▸ **EXERCISE OBJECTIVE**: Count the lines in the records below that contain the string "segmentation". Give only the number.

▸ **PROVIDED ENTRIES**:
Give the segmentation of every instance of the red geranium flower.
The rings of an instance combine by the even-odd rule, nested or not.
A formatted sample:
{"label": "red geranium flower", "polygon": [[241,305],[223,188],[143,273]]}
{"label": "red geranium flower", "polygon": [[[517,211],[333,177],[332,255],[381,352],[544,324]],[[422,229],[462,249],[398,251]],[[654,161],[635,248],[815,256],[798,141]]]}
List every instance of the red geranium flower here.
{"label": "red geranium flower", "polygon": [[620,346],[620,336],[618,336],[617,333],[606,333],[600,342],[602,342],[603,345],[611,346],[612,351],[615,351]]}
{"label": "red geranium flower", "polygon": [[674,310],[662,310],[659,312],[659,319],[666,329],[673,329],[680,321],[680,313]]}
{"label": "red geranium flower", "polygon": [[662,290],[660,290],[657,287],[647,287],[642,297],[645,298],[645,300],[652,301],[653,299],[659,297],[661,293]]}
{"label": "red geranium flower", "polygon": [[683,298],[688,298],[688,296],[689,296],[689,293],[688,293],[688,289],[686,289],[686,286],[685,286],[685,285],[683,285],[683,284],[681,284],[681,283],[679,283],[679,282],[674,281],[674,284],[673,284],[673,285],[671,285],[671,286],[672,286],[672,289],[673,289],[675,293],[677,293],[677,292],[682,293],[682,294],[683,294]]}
---
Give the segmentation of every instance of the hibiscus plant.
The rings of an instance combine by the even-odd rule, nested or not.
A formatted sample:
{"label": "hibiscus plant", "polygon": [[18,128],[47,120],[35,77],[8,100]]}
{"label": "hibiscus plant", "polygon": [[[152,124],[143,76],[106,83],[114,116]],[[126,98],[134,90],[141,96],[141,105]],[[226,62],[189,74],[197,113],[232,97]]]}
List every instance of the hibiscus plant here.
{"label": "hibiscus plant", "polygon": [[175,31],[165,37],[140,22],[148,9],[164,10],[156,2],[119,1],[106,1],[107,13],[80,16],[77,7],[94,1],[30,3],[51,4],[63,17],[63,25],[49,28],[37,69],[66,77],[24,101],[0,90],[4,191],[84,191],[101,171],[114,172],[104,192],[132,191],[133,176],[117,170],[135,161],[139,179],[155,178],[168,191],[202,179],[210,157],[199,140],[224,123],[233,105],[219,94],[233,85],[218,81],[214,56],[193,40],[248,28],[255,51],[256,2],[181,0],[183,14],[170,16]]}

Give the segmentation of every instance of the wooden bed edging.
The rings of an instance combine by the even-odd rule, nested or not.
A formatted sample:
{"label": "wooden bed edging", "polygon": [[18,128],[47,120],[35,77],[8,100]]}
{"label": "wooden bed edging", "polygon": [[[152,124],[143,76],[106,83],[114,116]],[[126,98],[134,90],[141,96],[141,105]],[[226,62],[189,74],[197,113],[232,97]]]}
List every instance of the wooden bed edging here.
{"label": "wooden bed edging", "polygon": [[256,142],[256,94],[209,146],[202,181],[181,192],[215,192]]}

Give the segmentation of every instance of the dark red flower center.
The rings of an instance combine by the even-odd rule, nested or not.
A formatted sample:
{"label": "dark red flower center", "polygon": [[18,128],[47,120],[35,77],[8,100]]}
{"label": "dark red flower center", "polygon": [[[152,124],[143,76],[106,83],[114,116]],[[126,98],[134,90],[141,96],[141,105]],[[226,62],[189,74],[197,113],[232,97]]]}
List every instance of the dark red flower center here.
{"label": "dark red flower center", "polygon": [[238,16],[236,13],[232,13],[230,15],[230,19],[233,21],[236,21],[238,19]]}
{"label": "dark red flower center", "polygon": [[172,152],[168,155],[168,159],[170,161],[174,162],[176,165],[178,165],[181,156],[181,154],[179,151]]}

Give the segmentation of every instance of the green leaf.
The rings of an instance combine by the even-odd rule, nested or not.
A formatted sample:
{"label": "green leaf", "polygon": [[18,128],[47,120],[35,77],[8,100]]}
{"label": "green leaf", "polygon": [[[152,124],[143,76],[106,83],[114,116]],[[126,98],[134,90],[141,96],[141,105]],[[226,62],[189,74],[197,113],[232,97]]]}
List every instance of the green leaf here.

▸ **ANSWER FOR THIS EXERCISE**: 5